_Directions_
Edit the items below by changing "vertices" to "corner points" and leaving every other word as it is. Give back all the items in full, without the pictures.

=== Provided records ===

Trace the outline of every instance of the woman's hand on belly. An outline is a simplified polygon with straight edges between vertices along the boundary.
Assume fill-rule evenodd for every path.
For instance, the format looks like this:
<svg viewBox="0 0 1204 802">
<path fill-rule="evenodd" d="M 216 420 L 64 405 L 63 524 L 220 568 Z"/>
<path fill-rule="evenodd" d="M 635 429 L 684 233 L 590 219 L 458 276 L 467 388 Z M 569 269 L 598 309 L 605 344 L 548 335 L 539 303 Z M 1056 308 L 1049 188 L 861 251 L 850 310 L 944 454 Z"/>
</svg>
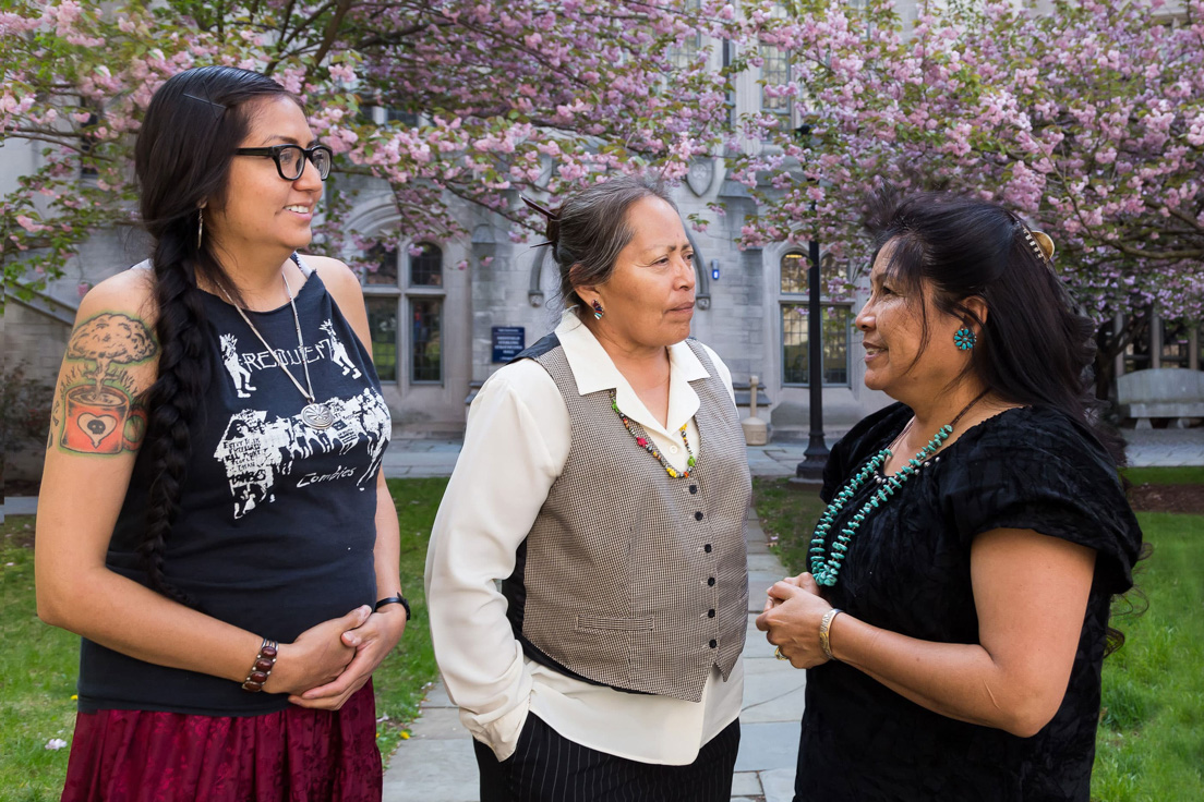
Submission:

===

_Exercise response_
Trace the outline of every instance of the woman's hand on belly. An outline is a simplified polygon with straight edges between corner points along the boundary.
Assume fill-rule evenodd for every path.
For instance, the format looks like this:
<svg viewBox="0 0 1204 802">
<path fill-rule="evenodd" d="M 216 420 L 64 405 L 63 524 L 220 568 Z"/>
<path fill-rule="evenodd" d="M 635 429 L 684 233 L 590 219 L 458 276 L 467 388 Z M 569 269 L 598 309 L 605 344 L 548 335 L 539 303 Z M 1056 308 L 1049 188 L 861 251 L 850 310 L 944 454 Z"/>
</svg>
Submission:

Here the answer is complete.